## LISTE DES ACTIVITÉS
a) Indiquez si chacune des affirmations suivantes concorde avec la critique du Cri du Moloch, en répondant par oui ou par non et en citant les mots décisifs du texte : (i) Edgar P. Jacob a signé 10 albums entre 1946 et 1971 ; (ii) depuis la mort d'Edgar P. Jacob, l'éditeur a produit 20 albums ; (iii) dans La Marque jaune, le bandit masqué sème la terreur dans Paris.
b) Prolongez la critique du Cri du Moloch en reprenant juste après sa dernière phrase.
━━━━━ TEXTE SOURCE
Avec Le Cri du Moloch, Jean Dufaux et Christian Cailleaux clôturent le triptyque ouvert en 1953, par Edgar P. Jacob avec La Marque jaune, une histoire qu’ils ont passablement alourdie.
De 1946 à 1971, Edgar P. Jacob signa 10 albums d’une fascinante inventivité. Au fil des tomes, il explora une guerre totale et l’ancienne Égypte, inventa l’onde Méga et la guerre météo, découvrit les Atlantes et le voyage dans le temps, osa une simple affaire policière ou joua avec la robotique. Depuis sa mort, l’éditeur a produit 15 albums.
L’effort serait louable, si la créativité était encore de mise. Or, toute prise de risques y est interdite. Nos héros sont prisonniers des années 1950. Les scénaristes sont priés de recycler à l’infini les thèmes initiaux et d’intégrer un Olrik, dont les innombrables échecs ont entamé le charisme.
La Marque jaune brillait par sa simplicité. Un bandit masqué sème la terreur dans Londres. En s’emparant de la couronne, il humilie la police. Le très orgueilleux et très rancunier docteur Septimus impose sa volonté à Olric, le réduisant en esclave, tout en accroissant sa force.
━━━━━━━━━━
━━━━━ ENTRÉES FOURNIES
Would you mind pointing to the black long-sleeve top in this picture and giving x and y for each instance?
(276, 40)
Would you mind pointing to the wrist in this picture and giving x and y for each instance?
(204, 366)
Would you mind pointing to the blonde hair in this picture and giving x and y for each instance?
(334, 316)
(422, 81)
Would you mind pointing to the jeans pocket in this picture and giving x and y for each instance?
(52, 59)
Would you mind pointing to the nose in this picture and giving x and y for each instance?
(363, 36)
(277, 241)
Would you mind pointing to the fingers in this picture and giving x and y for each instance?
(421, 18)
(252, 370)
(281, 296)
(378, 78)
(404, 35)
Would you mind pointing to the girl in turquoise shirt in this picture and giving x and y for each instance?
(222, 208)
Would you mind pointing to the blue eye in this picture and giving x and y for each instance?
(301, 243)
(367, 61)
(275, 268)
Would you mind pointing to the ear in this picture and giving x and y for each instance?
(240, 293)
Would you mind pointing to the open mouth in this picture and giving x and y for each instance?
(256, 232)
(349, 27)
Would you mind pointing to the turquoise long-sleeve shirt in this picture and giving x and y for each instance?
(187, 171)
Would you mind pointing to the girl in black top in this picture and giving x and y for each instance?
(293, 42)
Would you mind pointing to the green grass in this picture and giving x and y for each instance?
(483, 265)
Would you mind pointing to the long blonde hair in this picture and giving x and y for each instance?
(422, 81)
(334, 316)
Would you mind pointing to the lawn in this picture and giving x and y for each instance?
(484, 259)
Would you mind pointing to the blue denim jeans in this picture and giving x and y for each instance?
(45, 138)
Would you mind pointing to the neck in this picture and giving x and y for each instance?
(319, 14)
━━━━━━━━━━
## RÉPONSES PAR ACTIVITÉ
a)
(i) Oui : « De 1946 à 1971, Edgar P. Jacob signa 10 albums d’une fascinante inventivité. »
(ii) Non : « Depuis sa mort, l’éditeur a produit 15 albums. »
(iii) Non : « Un bandit masqué sème la terreur dans Londres. »

b)
Jean Dufaux avait signé L’Onde Septimus, ce « sequel » de La Marque jaune n’avait guère convaincu. Sept ans plus tard, il en publie la fin. L’intrigue du Cri du Moloch est indigeste et la lecture des opus précédents s’avère indispensable. Feu Septimus est réapparu. Son onde Méga suscite les convoitises. Mortimer en escompte une avancée médicale, tandis qu’une organisation secrète y voit le moyen de s’emparer du pouvoir. Des vétérans de la Grande Guerre ont sombré dans la folie après avoir mis à jour une épave extraterrestre, cousine des appareils atlantes. Si on ajoute une réminiscence égyptienne, de photogéniques hiéroglyphes et un vieux cargo… C’est trop.
Comme ses prédécesseurs, le dessin de Christian Caillaux respecte le cahier des charges : ligne claire et aplats de couleurs sombres, abondance de nuit et brouillard, de caves et de quais, de décors réalistes et précis. Tout au plus, peine-t-il à reproduire quelques visages.
L’éditeur n’a toléré que deux fantaisies : les figurations de Winston Churchill et de la reine Élisabeth, et une forme de rédemption, bienvenue, pour Olrik. L’album est à réserver aux fans, encore nombreux, de la série, ou à aux nostalgiques du vieux Londres, objectivement bien rendu.